Goal —
Write out all of the records below again in full, requests included, scaling every pin coordinate in the answers by 1.8 and rounding to whole numbers, with halves rounded up. Keep the sample coordinates in the requests as they are, and leave the pictures out.

[Saved entries]
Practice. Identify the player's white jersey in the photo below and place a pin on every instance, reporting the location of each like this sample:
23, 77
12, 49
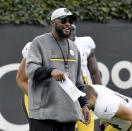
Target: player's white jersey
107, 104
25, 49
85, 45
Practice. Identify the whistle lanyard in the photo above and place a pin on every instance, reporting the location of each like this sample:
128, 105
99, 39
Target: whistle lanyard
65, 59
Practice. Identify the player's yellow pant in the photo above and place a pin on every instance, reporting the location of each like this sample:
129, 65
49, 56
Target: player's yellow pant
89, 127
110, 128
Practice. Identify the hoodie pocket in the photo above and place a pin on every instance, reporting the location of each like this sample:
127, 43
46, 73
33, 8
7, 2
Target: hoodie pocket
44, 97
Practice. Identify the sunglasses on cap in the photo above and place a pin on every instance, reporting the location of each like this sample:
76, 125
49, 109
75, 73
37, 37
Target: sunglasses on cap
64, 20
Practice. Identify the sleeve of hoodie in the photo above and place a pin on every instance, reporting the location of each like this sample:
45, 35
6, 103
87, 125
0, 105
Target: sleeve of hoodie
34, 66
79, 83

Full response —
Practice. Identify the player's white jersey in the photo below and place a pin on every instance, reporting the location of each like this sample:
23, 77
12, 49
Target: player's white jersey
193, 187
45, 88
153, 81
Practice. Identify the whistle lanyard in the photo above and place a pin on every instance, reporting the location of each like this sample:
128, 105
99, 39
Target: whistle lanyard
117, 106
Practice. Identify the player's yellow pant in the photo above and place a pin on every instance, reporting the location of each like this sample:
129, 65
49, 56
Target: player's yellow pant
160, 229
198, 230
Practice. Identify the hoodie pocket in the photo above and place a pin on every instance, reporting the location of each like this sample:
127, 43
46, 73
33, 8
7, 2
Target: hoodie pocket
79, 175
Practice. Identify the sunglasses on cap in the photo above and place a pin on every instance, reporting the location of each like this sample:
76, 125
49, 109
75, 73
37, 37
Target: sunglasses on cap
115, 36
Practice. Identify the sleeve of hoodie in the photo above and place a pin on every instance, reporting the location of each like this sample:
45, 35
6, 103
87, 125
0, 105
Target: sleeve of hoodie
61, 119
142, 149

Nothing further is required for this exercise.